A complete copy of the entries, exactly as written, is the expected result.

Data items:
:::

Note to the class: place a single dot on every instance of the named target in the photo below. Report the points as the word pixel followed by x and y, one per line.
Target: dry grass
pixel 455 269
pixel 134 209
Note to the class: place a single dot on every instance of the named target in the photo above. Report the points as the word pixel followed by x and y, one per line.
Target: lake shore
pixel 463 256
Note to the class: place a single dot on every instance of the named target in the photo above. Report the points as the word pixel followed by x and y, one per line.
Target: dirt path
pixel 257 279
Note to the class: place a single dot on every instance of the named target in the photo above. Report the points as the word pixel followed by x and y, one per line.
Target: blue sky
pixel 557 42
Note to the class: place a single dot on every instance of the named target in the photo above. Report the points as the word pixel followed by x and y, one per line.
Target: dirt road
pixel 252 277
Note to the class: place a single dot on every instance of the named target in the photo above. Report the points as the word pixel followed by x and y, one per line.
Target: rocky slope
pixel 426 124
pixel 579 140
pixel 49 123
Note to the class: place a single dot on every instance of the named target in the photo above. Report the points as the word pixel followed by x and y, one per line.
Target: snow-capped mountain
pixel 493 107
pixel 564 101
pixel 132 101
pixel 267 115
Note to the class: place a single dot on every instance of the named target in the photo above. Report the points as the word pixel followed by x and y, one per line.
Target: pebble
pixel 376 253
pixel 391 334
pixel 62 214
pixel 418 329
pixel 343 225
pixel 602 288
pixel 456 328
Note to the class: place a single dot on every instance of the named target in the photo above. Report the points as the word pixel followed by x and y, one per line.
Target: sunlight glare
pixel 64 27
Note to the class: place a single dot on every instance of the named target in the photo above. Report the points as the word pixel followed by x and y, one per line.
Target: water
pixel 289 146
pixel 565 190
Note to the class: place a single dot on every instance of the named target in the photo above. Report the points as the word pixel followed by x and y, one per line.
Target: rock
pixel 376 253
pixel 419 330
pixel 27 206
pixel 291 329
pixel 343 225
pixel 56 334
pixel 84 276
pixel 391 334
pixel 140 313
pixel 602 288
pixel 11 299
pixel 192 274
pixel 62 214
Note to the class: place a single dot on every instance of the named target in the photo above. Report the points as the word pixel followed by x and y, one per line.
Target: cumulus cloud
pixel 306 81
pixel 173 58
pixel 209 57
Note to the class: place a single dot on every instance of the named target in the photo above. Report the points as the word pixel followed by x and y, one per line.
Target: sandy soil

:::

Response to the task:
Note to the class: place a single dot on every instance of the named target in the photo below. Report the points as the word pixel followed by x and y, one per line.
Target: dry grass
pixel 455 269
pixel 134 209
Note to the class: place a single dot on every instance of the named target in the photo above. Report the points as the word pixel followed by x and y, one per line.
Target: lake shore
pixel 463 256
Note to the class: place a single dot on every instance of the named target in the photo above. Report the points as the word pixel followed by x and y, one per line.
Target: dirt path
pixel 257 279
Note to the class: place a single dot on every instance of the named target in the photo above. Report the points as the word pixel followed by x and y, one per line.
Target: blue sky
pixel 557 42
Note to the class: place a single dot on every instance of the named target in the photo above. Report the points as the word pixel followed by x and y, one per line.
Target: dirt road
pixel 252 277
Note to the class: place a single dot on every instance of the named target in the photo above. Report the points as the word pixel followed by x and y, one per line.
Target: rocky slope
pixel 426 124
pixel 579 140
pixel 49 123
Note to the class: place a single dot on every instance of the named target in the photo above. Report the points as the word pixel followed by x and y, one per line.
Target: snow-capped mountain
pixel 493 107
pixel 564 101
pixel 132 101
pixel 267 115
Note to the class: place a single dot on every instance of the named target in the photo above. Report the points as the word pixel followed by x and y, one per line.
Target: pebble
pixel 376 253
pixel 391 334
pixel 62 214
pixel 418 329
pixel 343 225
pixel 602 288
pixel 456 328
Note to the class: place a single dot on every instance of the named target in the photo above. Report the points as the word pixel followed by x and y, one per line.
Target: sunlight glare
pixel 64 27
Note to the class: place a single dot on every instance of the named target in the photo above. Report the points as the word pixel followed by x and y, one per line.
Target: water
pixel 289 146
pixel 565 190
Note to the class: place a single dot on every instance of the named target in the photo above. Report the points as the word pixel followed by x and y, one per line.
Target: rock
pixel 376 253
pixel 419 330
pixel 27 206
pixel 291 329
pixel 343 225
pixel 56 334
pixel 84 276
pixel 391 334
pixel 140 313
pixel 602 288
pixel 11 299
pixel 192 274
pixel 62 214
Note to the class: place a single dot on every instance of the named target in the photo above. Report the points as the word pixel followed by x and y, one per line.
Target: cumulus cloud
pixel 306 81
pixel 173 58
pixel 209 57
Note to the class: place a single dot on every instance of the named target in the photo above. Report the points as the word pixel followed by x and y, one per line.
Target: sandy soil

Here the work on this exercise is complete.